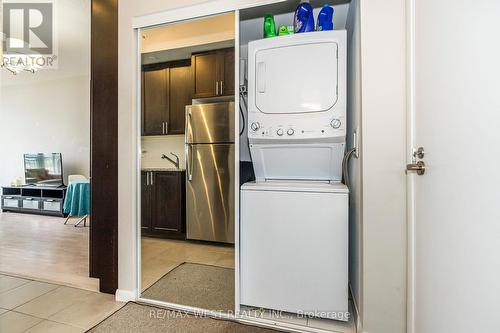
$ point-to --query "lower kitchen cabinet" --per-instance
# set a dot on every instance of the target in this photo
(163, 204)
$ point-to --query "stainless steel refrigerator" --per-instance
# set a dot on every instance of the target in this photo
(210, 172)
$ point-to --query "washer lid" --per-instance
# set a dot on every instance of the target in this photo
(295, 186)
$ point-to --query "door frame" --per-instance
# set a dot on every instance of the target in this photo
(410, 179)
(103, 240)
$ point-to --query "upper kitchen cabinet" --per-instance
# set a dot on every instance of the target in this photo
(213, 73)
(167, 89)
(155, 106)
(180, 95)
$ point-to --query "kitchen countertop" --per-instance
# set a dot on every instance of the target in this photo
(173, 169)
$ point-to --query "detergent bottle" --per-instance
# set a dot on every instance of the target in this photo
(304, 17)
(325, 18)
(269, 26)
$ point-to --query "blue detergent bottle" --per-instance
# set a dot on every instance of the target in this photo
(325, 18)
(304, 17)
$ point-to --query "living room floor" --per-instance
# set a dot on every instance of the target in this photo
(36, 307)
(43, 248)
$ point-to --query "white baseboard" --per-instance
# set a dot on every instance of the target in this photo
(358, 322)
(125, 295)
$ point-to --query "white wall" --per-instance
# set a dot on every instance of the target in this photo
(383, 86)
(50, 111)
(154, 146)
(186, 34)
(355, 174)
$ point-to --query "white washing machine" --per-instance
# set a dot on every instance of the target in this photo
(294, 218)
(294, 247)
(297, 106)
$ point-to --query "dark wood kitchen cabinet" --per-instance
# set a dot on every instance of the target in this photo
(166, 90)
(180, 95)
(163, 204)
(146, 200)
(155, 107)
(213, 73)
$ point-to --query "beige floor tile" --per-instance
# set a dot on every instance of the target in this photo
(13, 322)
(331, 325)
(48, 326)
(159, 256)
(9, 282)
(88, 311)
(15, 297)
(53, 302)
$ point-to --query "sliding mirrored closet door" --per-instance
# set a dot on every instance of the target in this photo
(187, 163)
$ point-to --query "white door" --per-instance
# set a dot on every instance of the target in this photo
(455, 272)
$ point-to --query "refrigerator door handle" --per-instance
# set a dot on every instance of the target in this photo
(189, 117)
(189, 161)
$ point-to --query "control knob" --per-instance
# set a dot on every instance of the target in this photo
(336, 123)
(255, 126)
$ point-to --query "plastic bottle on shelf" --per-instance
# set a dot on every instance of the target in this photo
(304, 17)
(325, 18)
(269, 26)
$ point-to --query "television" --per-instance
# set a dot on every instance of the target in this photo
(43, 169)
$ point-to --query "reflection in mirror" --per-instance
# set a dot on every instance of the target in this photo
(187, 163)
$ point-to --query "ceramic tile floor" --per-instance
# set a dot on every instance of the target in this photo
(160, 256)
(36, 307)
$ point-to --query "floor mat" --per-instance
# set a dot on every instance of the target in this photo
(197, 285)
(141, 318)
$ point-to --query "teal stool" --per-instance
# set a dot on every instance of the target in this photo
(77, 201)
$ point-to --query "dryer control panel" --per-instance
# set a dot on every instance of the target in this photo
(261, 130)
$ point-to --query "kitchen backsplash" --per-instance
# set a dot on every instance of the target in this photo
(154, 146)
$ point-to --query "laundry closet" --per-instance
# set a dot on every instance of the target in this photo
(294, 214)
(296, 173)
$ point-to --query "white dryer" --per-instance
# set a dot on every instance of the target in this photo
(297, 106)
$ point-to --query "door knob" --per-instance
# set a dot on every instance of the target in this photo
(418, 167)
(419, 153)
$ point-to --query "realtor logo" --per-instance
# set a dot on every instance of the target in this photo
(28, 31)
(28, 28)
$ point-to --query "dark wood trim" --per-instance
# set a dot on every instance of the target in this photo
(104, 144)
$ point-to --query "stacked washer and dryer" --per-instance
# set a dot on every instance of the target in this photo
(294, 217)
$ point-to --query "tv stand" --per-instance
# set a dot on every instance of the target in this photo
(42, 200)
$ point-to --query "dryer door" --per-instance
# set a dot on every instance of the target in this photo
(297, 78)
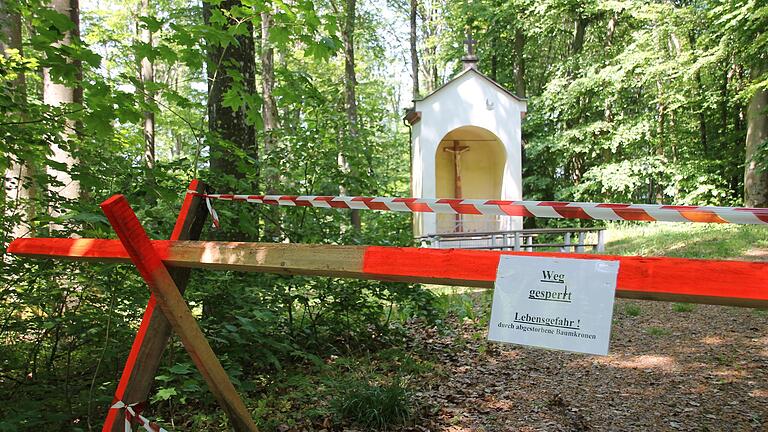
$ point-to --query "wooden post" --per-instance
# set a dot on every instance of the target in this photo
(580, 246)
(152, 338)
(167, 295)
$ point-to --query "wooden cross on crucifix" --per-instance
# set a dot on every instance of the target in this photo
(457, 150)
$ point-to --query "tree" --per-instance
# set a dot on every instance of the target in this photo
(59, 94)
(148, 81)
(232, 97)
(350, 99)
(755, 173)
(414, 48)
(18, 186)
(270, 115)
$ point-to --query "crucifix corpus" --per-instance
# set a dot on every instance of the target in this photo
(457, 150)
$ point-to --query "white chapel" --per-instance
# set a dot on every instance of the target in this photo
(466, 143)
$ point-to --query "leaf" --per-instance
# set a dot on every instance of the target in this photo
(165, 393)
(232, 99)
(180, 369)
(151, 23)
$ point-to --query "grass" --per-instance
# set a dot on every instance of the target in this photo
(373, 406)
(685, 240)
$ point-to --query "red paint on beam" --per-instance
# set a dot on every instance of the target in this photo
(706, 279)
(711, 279)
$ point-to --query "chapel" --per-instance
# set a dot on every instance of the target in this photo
(466, 143)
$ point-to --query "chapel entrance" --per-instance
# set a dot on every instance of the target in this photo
(469, 163)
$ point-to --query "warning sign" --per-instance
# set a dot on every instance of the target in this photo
(555, 303)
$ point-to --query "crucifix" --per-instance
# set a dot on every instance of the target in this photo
(457, 150)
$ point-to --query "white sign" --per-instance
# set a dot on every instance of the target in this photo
(556, 303)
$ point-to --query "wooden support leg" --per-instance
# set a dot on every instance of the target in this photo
(152, 338)
(167, 296)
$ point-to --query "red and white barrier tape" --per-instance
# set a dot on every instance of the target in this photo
(546, 209)
(133, 413)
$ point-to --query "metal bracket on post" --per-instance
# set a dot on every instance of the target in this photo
(152, 269)
(154, 332)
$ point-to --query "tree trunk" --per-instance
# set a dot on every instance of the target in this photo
(147, 80)
(611, 29)
(56, 94)
(270, 117)
(414, 50)
(350, 82)
(520, 63)
(756, 178)
(19, 187)
(226, 123)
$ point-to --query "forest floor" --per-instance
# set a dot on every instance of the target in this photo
(675, 367)
(671, 366)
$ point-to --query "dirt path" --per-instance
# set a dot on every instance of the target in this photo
(704, 369)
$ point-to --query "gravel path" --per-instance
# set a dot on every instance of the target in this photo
(669, 368)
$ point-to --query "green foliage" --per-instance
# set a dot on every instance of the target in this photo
(632, 310)
(373, 406)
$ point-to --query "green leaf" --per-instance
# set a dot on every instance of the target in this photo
(166, 393)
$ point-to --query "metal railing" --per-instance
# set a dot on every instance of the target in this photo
(573, 240)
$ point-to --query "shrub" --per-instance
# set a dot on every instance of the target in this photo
(373, 406)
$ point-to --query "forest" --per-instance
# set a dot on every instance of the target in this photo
(628, 101)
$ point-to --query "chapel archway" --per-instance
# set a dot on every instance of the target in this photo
(478, 157)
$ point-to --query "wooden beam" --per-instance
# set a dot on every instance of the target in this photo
(733, 283)
(167, 295)
(154, 332)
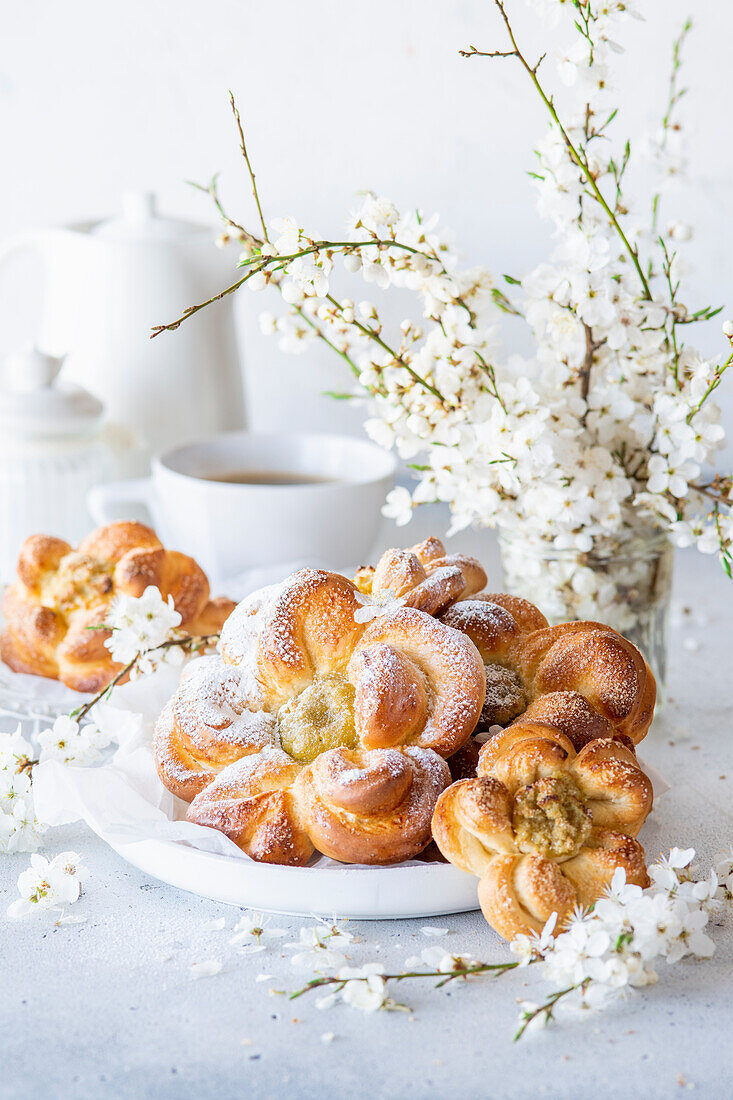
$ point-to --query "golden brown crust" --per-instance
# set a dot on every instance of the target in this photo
(371, 806)
(423, 576)
(61, 593)
(312, 630)
(369, 710)
(544, 826)
(566, 661)
(252, 803)
(455, 682)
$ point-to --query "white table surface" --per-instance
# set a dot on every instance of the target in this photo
(108, 1008)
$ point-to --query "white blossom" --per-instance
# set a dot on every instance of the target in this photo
(48, 884)
(139, 624)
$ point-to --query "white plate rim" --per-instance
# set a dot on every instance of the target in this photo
(371, 893)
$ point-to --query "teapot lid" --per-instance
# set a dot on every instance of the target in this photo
(34, 402)
(139, 220)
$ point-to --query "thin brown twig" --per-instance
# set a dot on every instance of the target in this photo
(242, 145)
(575, 153)
(193, 641)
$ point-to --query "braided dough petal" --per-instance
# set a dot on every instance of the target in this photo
(371, 806)
(520, 893)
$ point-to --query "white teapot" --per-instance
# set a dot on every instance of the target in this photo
(108, 284)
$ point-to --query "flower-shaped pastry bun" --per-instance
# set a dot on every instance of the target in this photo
(359, 716)
(544, 826)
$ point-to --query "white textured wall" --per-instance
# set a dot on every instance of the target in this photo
(337, 95)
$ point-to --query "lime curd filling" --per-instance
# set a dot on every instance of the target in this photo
(550, 818)
(319, 718)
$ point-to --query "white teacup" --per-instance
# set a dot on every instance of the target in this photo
(325, 505)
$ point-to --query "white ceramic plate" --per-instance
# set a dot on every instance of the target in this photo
(370, 893)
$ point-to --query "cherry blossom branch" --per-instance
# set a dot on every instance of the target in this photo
(192, 644)
(269, 264)
(575, 153)
(242, 146)
(459, 971)
(547, 1009)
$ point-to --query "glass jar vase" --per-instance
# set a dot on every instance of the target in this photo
(624, 582)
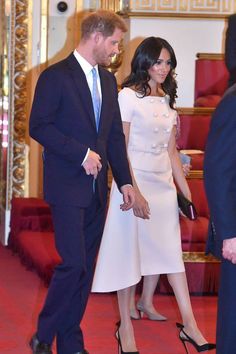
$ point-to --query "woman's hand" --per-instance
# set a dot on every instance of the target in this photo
(141, 208)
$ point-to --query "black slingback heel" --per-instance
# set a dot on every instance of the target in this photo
(185, 338)
(117, 335)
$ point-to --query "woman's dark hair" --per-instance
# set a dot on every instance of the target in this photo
(145, 56)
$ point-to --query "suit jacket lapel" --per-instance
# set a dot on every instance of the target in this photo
(80, 80)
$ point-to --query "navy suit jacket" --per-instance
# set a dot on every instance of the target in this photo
(62, 120)
(220, 173)
(230, 49)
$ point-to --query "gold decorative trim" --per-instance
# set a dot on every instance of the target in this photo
(195, 174)
(18, 99)
(210, 56)
(196, 110)
(199, 257)
(153, 14)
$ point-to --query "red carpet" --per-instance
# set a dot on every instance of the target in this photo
(22, 294)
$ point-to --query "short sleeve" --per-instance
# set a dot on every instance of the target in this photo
(125, 104)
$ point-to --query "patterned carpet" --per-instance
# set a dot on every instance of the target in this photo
(22, 294)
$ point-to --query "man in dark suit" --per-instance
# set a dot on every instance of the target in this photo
(76, 117)
(230, 49)
(220, 183)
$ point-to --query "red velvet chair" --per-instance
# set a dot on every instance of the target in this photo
(211, 79)
(194, 128)
(32, 238)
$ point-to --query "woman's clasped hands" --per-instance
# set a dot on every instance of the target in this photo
(141, 207)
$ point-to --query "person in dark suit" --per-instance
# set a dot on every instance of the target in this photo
(220, 184)
(230, 49)
(76, 118)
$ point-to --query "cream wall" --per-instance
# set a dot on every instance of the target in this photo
(188, 36)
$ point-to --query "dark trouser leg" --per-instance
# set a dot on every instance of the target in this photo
(66, 283)
(226, 319)
(70, 332)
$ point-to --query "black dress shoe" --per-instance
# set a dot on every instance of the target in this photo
(39, 347)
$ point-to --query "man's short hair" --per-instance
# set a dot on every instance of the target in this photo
(103, 21)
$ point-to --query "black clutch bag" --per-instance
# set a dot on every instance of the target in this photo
(187, 207)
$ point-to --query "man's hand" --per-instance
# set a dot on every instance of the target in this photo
(128, 197)
(92, 164)
(229, 249)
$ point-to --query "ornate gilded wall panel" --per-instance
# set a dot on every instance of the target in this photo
(17, 99)
(187, 7)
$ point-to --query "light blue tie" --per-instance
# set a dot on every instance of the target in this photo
(96, 98)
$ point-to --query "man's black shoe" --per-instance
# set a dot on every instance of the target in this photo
(39, 347)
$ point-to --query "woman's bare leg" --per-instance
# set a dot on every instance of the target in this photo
(126, 331)
(179, 285)
(146, 300)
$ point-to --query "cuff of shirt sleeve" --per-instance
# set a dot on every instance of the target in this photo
(85, 158)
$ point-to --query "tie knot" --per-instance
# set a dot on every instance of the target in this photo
(94, 72)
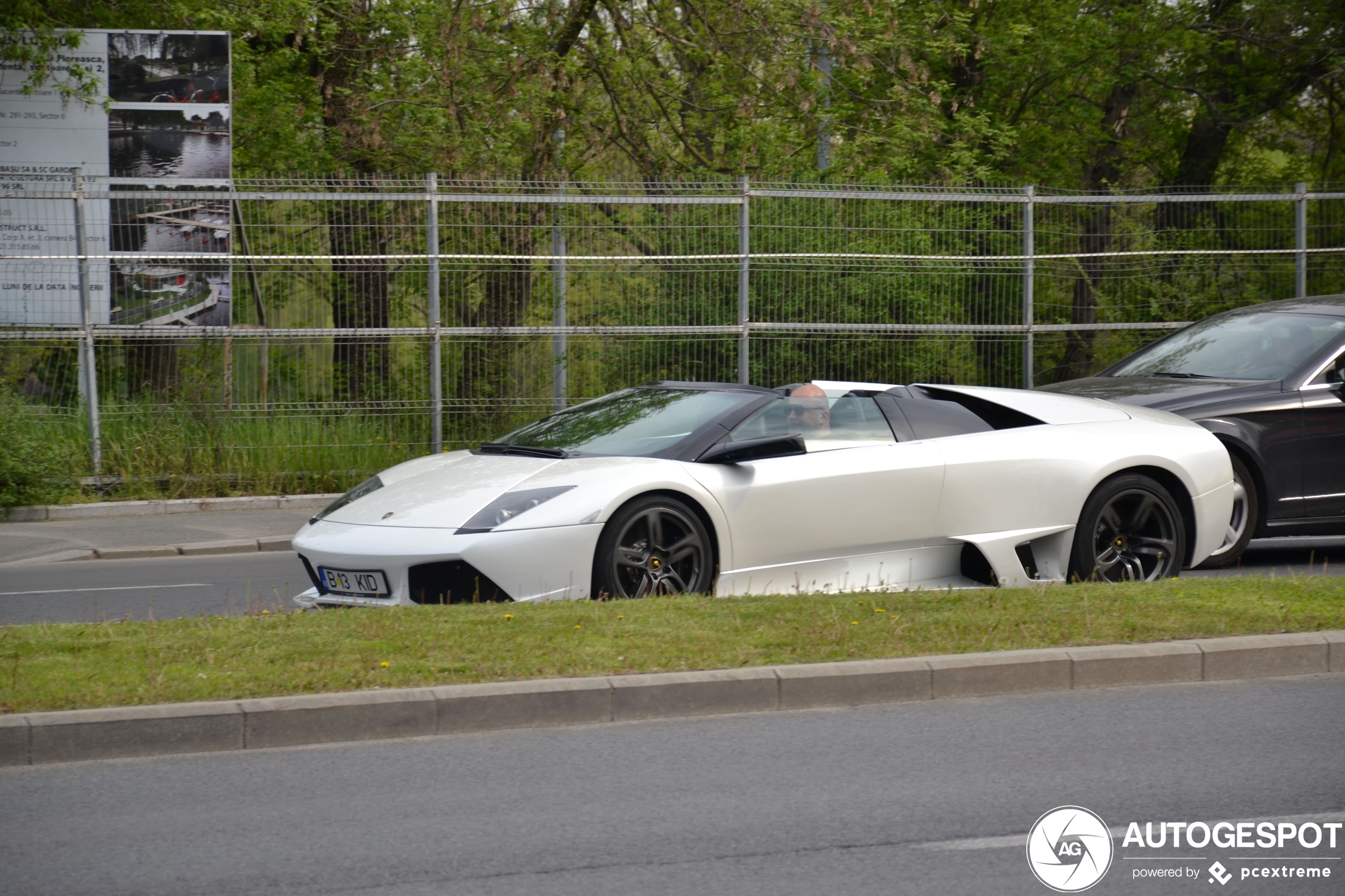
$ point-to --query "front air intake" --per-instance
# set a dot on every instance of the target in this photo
(452, 582)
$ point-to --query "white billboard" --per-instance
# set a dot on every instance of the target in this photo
(160, 123)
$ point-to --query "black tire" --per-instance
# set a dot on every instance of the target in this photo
(653, 546)
(1242, 524)
(1130, 531)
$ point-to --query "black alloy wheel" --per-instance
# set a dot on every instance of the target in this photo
(1242, 523)
(1130, 531)
(653, 546)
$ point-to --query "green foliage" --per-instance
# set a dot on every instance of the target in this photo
(1118, 93)
(272, 653)
(37, 450)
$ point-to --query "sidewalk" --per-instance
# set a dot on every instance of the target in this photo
(29, 540)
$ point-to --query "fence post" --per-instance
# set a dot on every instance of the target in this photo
(89, 355)
(559, 281)
(1028, 270)
(744, 276)
(436, 345)
(264, 368)
(1301, 242)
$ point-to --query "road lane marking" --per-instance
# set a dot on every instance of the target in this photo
(120, 587)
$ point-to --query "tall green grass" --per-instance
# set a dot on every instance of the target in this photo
(270, 653)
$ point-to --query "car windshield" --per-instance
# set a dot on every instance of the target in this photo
(823, 422)
(1246, 347)
(638, 422)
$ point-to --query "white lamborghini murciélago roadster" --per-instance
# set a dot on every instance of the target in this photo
(740, 490)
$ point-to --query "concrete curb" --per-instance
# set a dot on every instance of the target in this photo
(42, 738)
(191, 550)
(104, 510)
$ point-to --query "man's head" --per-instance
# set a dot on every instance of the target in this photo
(810, 411)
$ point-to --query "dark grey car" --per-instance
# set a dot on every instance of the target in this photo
(1267, 382)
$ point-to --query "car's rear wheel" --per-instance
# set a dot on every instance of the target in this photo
(1130, 531)
(1242, 523)
(653, 546)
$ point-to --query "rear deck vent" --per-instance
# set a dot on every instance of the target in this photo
(452, 582)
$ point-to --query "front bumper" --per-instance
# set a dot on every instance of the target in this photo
(529, 565)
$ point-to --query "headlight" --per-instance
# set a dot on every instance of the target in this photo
(509, 505)
(367, 487)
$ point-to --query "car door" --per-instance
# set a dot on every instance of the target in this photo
(856, 493)
(1324, 442)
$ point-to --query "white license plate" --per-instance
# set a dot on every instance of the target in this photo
(366, 583)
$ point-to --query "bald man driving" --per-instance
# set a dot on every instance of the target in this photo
(810, 411)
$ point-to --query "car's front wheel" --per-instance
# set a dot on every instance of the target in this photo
(1130, 531)
(653, 546)
(1242, 523)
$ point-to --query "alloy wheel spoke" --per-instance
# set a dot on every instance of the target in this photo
(1146, 545)
(688, 550)
(1144, 511)
(654, 520)
(1111, 519)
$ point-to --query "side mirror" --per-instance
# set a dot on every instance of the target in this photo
(754, 449)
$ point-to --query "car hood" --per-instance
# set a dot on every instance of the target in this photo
(439, 492)
(1162, 393)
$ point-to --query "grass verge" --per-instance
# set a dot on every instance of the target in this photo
(111, 664)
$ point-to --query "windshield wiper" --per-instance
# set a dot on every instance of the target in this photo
(1187, 376)
(522, 450)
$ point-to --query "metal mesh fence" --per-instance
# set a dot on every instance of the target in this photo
(302, 332)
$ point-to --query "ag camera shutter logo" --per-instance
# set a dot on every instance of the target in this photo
(1070, 849)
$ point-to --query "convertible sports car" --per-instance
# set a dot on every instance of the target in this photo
(740, 490)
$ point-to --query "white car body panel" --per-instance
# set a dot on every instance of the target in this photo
(852, 518)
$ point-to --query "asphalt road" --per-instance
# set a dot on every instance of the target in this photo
(91, 590)
(902, 798)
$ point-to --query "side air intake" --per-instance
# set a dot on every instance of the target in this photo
(454, 582)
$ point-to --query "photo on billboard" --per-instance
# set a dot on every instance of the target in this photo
(168, 68)
(171, 285)
(178, 141)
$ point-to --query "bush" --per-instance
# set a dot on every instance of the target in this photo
(37, 463)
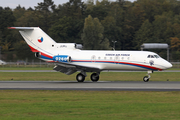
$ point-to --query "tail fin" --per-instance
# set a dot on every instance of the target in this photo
(36, 38)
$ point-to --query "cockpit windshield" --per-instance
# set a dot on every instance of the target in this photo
(153, 56)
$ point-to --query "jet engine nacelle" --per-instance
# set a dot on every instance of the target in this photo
(62, 58)
(68, 46)
(38, 54)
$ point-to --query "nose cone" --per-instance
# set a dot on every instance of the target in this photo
(168, 65)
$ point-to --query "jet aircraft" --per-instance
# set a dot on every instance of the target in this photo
(69, 58)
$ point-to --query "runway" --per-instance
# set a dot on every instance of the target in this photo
(101, 85)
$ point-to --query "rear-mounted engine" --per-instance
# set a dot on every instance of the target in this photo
(62, 58)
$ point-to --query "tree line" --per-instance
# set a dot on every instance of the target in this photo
(95, 25)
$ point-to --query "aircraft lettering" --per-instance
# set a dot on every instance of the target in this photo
(117, 54)
(61, 58)
(63, 46)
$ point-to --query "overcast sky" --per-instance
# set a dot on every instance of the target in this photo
(31, 3)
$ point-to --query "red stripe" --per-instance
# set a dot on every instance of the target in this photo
(11, 28)
(33, 49)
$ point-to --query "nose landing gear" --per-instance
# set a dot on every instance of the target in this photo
(81, 77)
(146, 78)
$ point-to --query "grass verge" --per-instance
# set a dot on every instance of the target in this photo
(89, 105)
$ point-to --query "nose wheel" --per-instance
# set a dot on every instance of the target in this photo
(146, 78)
(80, 77)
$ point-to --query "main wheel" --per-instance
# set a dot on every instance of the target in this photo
(146, 79)
(80, 77)
(94, 77)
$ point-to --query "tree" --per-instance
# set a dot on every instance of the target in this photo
(175, 43)
(144, 34)
(92, 35)
(45, 10)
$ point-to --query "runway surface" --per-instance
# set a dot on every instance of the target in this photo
(101, 85)
(56, 71)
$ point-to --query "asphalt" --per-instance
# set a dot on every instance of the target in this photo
(101, 85)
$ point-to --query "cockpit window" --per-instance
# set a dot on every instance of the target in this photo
(156, 56)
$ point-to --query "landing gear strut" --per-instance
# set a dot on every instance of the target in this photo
(95, 77)
(146, 78)
(80, 77)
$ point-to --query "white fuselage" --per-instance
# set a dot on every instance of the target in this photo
(115, 60)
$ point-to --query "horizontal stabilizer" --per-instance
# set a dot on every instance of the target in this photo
(22, 28)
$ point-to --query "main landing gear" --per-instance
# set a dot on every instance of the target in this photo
(146, 78)
(81, 77)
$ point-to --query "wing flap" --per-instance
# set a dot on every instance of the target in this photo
(69, 69)
(66, 69)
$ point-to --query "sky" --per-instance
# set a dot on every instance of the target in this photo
(31, 3)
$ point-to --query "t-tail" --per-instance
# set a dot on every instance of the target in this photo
(42, 44)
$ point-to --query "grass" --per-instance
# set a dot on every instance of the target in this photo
(89, 105)
(104, 76)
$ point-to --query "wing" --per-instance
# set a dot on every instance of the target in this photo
(68, 68)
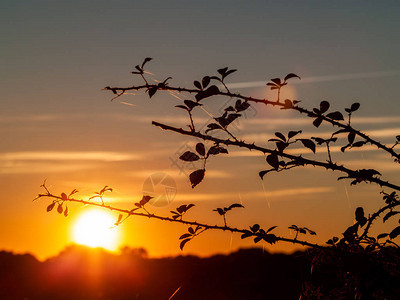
^^^^^^^^
### What you are asked to do
Please copy out each line in the entries that mentions the string "dryer".

### Your solution
$ point-to --query "dryer control panel" --per-instance
$ point-to --query "white dryer" --per-instance
$ point-to --query "stacked washer and dryer" --per-instance
$ point-to --query "dryer door" --per-instance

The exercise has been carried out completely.